- **WORK TO DO**
[A] In the forum thread about the Borneo short-tail, how long had the original poster kept the snake?
[B] Render this sentence from the forum thread about the Borneo short-tail into Spanish: "Feel really bad for you, he was a gorgeous snake."
[C] Pick up the forum thread about the Borneo short-tail from the point where it stops.

- **DOCUMENT SECTION**
■ ■ ■ ■ ■ ■ ■

# Borneo Short-Tail



## Akua_Ko_Nalu (Feb 15, 2007)

I'm really bummed out about this guy, I've had him years, found dead this morning totally out of the blue.

R.I.P Big Borneo Short-Tail.


----------



## Epicrates (Oct 10, 2007)

thats really bad, he looked a great snake too, sorry for your loss.


----------



## LeeH (Jan 26, 2005)

sorry to hear of your loss..he looked a really nice python

R.I.P


----------



## thesaddleryshop (Nov 19, 2007)

Thats awful, you poor thing  Sorry for your loss...


----------



## mrsfluff (Jul 15, 2007)

Feel really bad for you, he was a gorgeous snake.

Jo


----------



## Iliria (Jan 19, 2007)

r.i.p


----------



## 400runner (May 15, 2006)

■ ■ ■ ■ ■ ■ ■

- **RECORDED INFORMATION**
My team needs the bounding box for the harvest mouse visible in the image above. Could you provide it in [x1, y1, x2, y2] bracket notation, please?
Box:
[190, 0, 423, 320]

■ ■ ■ ■ ■ ■ ■

- **THE RESPONSES**
[A] For years.

[B] Me siento muy mal por ti; era una serpiente preciosa.

[C]
oh no. looks very healthy in the photo too! you have to expect these things is suppose from time to time RIP!


----------



## Fangio (Jun 2, 2007)

Aw man.....sorry to hear that Dave. R.I.P fella.


----------



## macca 59 (Oct 10, 2007)

Sorry for your loss. r.i.p


----------



## Akua_Ko_Nalu (Feb 15, 2007)

Thanks for the kind words guys.


----------



## Declan123 (Dec 29, 2007)

Sorry to hear that mate, hes a stunner..

R.I.P big un


----------



## bosshogg (Nov 19, 2006)

so sorry he was a gorgeous boy


----------



## reptile.kid (Aug 27, 2007)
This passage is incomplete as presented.